» Requirement: Start with the line containing "Every instance of the black sock earns" and write out each line through the end of the listing, exactly as given.

» Records for this task:
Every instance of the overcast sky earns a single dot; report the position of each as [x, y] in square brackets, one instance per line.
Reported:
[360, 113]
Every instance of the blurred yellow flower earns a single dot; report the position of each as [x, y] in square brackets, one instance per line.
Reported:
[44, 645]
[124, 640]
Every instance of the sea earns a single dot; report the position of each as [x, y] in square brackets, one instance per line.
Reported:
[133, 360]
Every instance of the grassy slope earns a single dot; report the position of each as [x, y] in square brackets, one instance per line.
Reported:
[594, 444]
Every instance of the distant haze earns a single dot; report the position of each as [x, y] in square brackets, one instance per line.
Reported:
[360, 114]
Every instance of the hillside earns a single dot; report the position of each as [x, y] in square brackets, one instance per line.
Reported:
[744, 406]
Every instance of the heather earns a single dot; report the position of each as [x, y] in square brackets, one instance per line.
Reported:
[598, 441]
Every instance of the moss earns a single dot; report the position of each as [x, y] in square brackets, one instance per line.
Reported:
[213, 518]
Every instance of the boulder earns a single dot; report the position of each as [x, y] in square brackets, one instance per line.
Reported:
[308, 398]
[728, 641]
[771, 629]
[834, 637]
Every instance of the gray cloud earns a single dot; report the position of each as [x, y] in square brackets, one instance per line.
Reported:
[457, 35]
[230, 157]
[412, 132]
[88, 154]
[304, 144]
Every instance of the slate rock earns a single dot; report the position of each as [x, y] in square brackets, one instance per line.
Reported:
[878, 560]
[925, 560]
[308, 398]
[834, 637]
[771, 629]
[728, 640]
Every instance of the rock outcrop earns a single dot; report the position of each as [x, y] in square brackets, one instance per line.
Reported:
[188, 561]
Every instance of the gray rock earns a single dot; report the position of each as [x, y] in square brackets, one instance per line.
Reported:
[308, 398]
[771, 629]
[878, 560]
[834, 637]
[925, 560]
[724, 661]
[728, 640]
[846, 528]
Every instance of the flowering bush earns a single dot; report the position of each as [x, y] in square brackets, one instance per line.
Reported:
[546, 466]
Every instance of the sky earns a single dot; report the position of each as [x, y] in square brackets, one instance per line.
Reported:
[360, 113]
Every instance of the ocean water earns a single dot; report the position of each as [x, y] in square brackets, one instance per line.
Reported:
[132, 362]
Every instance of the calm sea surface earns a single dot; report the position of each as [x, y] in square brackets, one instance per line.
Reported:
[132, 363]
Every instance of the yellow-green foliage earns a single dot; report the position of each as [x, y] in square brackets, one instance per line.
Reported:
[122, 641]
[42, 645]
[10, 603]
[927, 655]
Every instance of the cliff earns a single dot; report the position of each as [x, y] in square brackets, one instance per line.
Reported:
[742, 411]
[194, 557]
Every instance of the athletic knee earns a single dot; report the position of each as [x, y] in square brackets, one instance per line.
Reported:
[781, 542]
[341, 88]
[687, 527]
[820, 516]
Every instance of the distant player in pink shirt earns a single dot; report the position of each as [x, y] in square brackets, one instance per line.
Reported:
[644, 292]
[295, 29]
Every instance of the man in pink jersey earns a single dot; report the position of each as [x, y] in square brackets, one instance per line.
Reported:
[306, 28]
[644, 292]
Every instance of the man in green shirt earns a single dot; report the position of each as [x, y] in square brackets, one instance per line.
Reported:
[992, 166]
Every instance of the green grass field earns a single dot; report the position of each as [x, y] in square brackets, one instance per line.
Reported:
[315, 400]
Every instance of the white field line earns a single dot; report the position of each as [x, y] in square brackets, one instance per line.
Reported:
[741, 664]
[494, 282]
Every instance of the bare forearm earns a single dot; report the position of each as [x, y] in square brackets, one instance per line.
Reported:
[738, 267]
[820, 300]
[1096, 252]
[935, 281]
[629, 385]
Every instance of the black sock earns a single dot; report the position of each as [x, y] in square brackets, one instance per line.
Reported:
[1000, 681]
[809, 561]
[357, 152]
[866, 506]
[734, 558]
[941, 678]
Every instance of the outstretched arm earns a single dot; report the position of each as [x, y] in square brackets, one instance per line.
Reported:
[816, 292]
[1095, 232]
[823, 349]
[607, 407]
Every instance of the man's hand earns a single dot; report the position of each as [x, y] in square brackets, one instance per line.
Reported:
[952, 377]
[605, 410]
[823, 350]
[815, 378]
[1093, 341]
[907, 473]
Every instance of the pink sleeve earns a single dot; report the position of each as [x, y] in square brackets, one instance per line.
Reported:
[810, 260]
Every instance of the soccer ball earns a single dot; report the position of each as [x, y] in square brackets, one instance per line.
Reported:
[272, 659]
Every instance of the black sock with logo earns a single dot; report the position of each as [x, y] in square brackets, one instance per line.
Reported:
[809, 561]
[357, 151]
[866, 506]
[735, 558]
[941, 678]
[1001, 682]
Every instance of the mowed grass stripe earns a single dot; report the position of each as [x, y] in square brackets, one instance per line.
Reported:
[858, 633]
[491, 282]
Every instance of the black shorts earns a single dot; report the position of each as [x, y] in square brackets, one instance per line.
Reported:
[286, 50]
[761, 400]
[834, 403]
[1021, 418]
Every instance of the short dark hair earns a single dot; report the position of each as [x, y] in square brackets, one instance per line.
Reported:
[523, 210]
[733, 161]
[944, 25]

» Written response:
Every instance of the black sock earns a single dot; report the position of each as [x, y] in square brackets, one instance per line.
Reported:
[1000, 681]
[809, 561]
[357, 152]
[866, 506]
[734, 558]
[941, 678]
Every instance of the outstretched arm earns a single dot; report the position of each as [x, y] in square brackets, one instance per line.
Reported:
[816, 292]
[1095, 232]
[823, 349]
[607, 407]
Every instance of the man's hand earns a single dot; report the position of each as [x, y] in square brackets, one instance per line.
Reported:
[952, 377]
[605, 410]
[823, 350]
[815, 378]
[1093, 341]
[907, 473]
Every instance of the pink sleeve earns a single dot; report the position of each as [x, y] in square brackets, one instance per line.
Reported:
[810, 260]
Every instance of the soccer ball earns a single dot; report the position of each as [x, y] in square brackets, one instance per line.
Reported:
[272, 659]
Every instance of the black sock with logo earns a single dot; report the position of each as [x, y] in square brackets, one instance per line.
Reported:
[809, 561]
[357, 151]
[866, 506]
[735, 558]
[941, 678]
[1001, 682]
Every instance of the mowed grass stripe earns a single dot; report the position of each as [x, y] in square brackets, one instance per line.
Reported:
[858, 633]
[491, 282]
Every instance of the black shorts earns a single dot; report the position of each as [x, y] in square brackets, one instance per line.
Reported:
[286, 50]
[761, 400]
[834, 403]
[1021, 418]
Every instance of the short dark hair earns a single dot; report the position of each as [x, y] in square brackets, one instance per line.
Reported:
[523, 210]
[733, 161]
[944, 25]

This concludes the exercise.